START TEXT PASSAGE

By JEFF CLEMETSON
It has been over a year since protests erupted across the nation following the death of George Floyd at the hands of a Minneapolis police officer. In the midst of the COVID-19 pandemic, people of all races and ages took to the streets to demand justice and to bring to the collective conscience of the country a mantra and a movement: “Black Lives Matter.”
Locally, support for the Black Lives Matter movement comes from a group formed last year named Del Cerro for Black Lives Matter (DC4BLM). Although not an official chapter of the national BLM organization, DC4BLM works toward the same goals of racial justice on a local level.
“At the core, this is about community first,” said Ellis Clay, a member of DC4BLM. “It’s Del Cerro for Black Lives Matter, not something else. So it’s grassrootsy in the fact that we’re all supporters and in the community itself and we want it to be community outward. The thing that we are trying to do is start from within our community.”

END TEXT PASSAGE
START EXCERPTED RECORDS

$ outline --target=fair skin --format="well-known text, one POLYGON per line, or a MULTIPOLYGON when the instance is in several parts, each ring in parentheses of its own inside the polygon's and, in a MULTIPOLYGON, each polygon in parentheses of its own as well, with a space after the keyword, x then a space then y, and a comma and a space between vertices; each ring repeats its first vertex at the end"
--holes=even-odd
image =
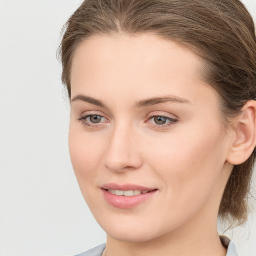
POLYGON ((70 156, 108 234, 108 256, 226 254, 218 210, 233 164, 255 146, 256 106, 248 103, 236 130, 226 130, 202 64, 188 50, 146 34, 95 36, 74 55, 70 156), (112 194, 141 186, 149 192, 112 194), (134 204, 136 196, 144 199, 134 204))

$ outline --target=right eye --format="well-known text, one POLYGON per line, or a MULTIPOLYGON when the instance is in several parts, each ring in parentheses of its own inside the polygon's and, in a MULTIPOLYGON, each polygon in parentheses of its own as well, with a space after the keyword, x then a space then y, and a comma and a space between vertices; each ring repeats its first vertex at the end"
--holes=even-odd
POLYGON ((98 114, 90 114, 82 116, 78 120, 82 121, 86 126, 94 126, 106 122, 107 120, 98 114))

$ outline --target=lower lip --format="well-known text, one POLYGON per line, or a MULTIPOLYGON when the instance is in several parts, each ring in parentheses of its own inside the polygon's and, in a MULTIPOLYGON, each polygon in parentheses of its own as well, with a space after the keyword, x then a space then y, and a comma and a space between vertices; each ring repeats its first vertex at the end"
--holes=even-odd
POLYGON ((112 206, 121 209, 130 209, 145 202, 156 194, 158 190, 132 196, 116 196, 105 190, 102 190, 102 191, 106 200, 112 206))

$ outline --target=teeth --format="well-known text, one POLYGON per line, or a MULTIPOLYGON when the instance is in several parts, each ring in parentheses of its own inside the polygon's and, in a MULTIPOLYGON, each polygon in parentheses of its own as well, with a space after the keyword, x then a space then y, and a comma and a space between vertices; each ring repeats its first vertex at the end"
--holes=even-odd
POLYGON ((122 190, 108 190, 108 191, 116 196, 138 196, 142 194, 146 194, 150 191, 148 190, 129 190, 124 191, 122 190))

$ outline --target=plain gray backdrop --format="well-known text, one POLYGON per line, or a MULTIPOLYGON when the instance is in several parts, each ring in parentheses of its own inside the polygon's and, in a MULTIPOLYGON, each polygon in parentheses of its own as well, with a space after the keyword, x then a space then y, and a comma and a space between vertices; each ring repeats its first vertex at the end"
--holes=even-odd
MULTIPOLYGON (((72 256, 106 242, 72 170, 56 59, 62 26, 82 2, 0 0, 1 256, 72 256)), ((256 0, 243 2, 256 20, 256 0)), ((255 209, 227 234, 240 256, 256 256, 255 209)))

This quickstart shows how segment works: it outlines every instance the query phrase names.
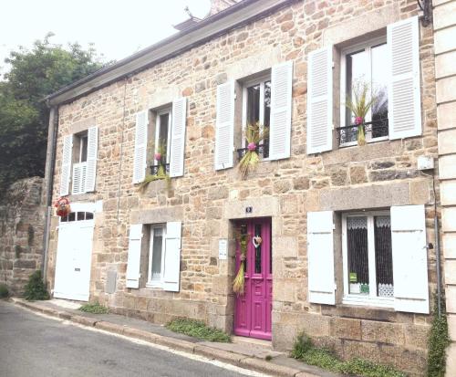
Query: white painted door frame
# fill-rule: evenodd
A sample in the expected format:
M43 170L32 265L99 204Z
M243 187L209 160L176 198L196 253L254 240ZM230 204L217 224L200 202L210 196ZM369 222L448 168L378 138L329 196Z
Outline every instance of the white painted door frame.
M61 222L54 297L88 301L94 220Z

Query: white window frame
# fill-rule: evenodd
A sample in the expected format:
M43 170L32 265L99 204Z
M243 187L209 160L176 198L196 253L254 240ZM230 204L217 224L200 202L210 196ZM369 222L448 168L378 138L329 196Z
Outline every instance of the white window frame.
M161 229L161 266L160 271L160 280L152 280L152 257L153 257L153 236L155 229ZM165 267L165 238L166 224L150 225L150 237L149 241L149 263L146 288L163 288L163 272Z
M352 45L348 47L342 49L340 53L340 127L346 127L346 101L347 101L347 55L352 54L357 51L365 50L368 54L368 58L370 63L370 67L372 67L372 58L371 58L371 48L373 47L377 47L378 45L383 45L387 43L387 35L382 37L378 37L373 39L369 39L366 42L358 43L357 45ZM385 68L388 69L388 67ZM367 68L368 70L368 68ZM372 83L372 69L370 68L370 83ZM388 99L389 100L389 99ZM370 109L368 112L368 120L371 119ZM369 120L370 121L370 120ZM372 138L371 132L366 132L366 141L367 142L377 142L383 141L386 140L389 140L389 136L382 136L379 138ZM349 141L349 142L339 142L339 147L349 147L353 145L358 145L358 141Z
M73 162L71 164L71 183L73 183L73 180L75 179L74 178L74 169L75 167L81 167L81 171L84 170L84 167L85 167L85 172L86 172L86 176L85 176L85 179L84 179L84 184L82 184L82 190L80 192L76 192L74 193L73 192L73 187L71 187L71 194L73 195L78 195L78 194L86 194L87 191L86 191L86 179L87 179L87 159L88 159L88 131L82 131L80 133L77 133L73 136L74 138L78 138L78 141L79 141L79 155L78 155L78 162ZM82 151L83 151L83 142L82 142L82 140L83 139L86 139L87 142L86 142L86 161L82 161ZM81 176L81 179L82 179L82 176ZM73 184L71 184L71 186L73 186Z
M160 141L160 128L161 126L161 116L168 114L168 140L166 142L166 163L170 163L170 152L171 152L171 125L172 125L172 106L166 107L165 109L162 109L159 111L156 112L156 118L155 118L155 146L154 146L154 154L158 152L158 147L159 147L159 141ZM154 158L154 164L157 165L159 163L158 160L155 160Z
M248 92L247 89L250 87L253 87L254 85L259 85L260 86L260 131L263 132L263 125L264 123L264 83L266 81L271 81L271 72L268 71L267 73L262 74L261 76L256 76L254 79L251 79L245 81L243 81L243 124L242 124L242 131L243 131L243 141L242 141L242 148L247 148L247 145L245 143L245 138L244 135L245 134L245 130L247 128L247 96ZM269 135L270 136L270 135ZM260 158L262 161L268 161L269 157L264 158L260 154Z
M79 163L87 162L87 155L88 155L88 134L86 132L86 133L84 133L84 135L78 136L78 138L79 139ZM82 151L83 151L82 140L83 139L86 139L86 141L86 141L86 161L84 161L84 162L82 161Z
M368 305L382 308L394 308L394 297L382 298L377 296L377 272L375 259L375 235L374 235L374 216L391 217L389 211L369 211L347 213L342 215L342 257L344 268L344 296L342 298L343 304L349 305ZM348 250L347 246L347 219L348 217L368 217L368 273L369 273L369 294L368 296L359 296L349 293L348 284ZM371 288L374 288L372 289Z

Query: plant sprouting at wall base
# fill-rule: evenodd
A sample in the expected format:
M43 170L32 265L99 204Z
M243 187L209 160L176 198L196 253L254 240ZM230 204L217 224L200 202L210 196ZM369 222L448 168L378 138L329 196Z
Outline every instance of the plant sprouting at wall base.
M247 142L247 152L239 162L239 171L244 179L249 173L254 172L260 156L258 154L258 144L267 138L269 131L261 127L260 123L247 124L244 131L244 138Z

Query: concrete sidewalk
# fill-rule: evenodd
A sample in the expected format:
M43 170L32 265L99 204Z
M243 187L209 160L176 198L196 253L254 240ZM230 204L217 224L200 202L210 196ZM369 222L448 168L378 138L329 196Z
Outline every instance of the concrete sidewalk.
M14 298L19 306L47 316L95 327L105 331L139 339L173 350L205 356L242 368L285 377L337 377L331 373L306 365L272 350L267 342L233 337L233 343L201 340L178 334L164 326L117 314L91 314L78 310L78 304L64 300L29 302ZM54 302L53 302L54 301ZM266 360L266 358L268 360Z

END EXCERPTED RECORDS
START EXCERPTED RECORDS

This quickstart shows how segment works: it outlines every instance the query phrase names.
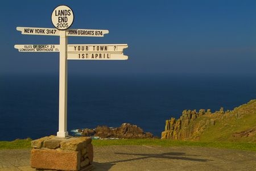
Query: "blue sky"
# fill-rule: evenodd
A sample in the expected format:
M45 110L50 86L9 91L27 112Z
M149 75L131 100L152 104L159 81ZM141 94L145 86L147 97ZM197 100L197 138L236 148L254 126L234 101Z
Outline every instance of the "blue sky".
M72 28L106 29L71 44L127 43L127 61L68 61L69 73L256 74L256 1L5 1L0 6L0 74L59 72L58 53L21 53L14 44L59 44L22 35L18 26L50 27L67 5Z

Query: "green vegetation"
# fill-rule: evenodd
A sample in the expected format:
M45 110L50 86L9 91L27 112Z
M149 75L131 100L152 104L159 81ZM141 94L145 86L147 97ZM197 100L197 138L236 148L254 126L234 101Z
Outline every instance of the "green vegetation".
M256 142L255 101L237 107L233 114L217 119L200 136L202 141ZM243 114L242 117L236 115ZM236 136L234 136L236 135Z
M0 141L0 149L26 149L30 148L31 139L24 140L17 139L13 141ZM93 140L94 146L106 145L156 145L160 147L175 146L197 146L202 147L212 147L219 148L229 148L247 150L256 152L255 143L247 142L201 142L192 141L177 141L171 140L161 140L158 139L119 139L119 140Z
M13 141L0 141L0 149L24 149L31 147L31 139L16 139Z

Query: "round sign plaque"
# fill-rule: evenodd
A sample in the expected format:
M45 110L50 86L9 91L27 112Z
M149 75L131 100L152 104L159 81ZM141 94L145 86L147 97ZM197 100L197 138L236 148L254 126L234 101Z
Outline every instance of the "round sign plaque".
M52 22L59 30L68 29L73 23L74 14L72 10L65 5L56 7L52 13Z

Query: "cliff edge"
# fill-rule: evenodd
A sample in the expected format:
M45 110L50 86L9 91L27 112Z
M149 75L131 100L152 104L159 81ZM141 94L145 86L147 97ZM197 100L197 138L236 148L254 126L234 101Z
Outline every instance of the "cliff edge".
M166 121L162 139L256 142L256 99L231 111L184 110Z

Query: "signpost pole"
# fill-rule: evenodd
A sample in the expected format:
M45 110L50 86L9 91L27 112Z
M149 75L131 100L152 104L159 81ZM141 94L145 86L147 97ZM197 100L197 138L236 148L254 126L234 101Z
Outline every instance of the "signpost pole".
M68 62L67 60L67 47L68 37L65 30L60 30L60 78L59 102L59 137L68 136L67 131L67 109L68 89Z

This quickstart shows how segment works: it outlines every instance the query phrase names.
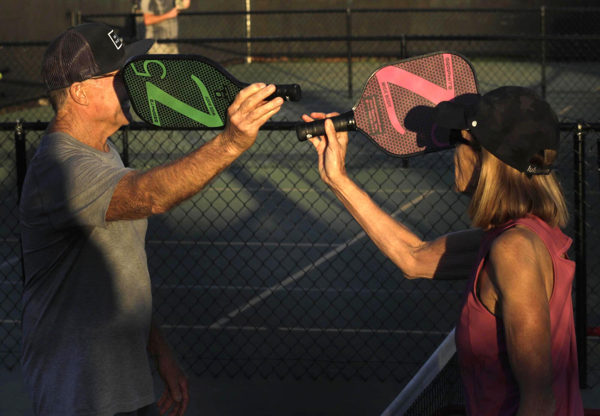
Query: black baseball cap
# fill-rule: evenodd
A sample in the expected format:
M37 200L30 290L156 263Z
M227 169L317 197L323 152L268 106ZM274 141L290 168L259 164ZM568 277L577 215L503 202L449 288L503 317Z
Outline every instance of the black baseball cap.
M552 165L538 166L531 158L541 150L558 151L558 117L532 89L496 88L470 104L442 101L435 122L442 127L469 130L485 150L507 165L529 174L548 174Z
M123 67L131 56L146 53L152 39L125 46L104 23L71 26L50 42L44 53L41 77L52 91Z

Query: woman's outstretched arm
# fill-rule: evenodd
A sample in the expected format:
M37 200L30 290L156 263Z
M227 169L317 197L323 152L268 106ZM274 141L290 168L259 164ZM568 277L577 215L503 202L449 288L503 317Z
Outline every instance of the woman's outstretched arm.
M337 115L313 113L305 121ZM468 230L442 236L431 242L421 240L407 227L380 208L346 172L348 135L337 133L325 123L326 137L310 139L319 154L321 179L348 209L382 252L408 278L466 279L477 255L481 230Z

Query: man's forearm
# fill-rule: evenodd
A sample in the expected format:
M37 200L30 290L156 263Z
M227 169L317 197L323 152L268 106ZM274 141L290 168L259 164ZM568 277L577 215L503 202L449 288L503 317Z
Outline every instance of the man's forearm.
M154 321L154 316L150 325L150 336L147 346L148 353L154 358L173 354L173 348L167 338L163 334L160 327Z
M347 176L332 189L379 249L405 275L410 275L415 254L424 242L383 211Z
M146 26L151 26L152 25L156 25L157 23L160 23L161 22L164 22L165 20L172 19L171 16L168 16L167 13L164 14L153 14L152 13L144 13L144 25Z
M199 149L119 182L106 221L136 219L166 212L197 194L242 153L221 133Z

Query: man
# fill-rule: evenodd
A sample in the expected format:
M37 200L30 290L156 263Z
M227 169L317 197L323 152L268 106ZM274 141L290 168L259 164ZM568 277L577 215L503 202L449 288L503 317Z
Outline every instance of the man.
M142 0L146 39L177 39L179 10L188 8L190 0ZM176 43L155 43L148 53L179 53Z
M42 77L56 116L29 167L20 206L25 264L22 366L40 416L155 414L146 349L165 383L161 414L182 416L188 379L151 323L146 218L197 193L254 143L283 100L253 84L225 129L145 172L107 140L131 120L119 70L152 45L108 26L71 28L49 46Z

END EXCERPTED RECORDS

• [SET OF TASKS]
A. For each statement, decide whether the text about Del Cerro for Black Lives Matter supports it, and answer yes or no with the text's deciding words quoted exactly: (i) DC4BLM is an official chapter of the national BLM organization; (ii) Ellis Clay belongs to DC4BLM; (iii) the protests took place during the COVID-19 pandemic.
B. Write a continuation of the text about Del Cerro for Black Lives Matter, beginning after its final sentence.
The saved data has no connection to the text about Del Cerro for Black Lives Matter.

• [TASK ANSWERS]
A.
(i) No: "Although not an official chapter of the national BLM organization"
(ii) Yes: "said Ellis Clay, a member of DC4BLM"
(iii) Yes: "In the midst of the COVID-19 pandemic, people of all races and ages took to the streets"

B.
DC4BLM member Russell Dehnel sees the group as “helping the community be a safe space for Black residents.”
Dehnel said his family have lived in the Navajo area since the early 1960s, but only recently has he noticed Black neighbors comfortable enough with the community to walk around openly and engage with neighbors. He said groups like DC4BLM, which is multi-racial and multi-generational, are a big part of that change. “Particularly for white people to say, ‘we are in solidarity with you and believe that you need to be here, believe that you need to be safe and we’ll support you in whatever way you need to be safe and included in this community,” he added.
Although no member holds traditional positions like president or chair, Clay said in the past year DC4BLM formed a leadership council that sets agendas for larger group activities and makes connections with other organizations, including Racial Justice Coalition of San Diego and Stand Up for Racial Justice.
“In a small setting, we’ve been supporting Black-owned businesses and just trying to be putting out information about things that are happening either in the larger San Diego community on racial and social justice issues and sometimes we share information on national issues and chime in on things that are of concern” he said.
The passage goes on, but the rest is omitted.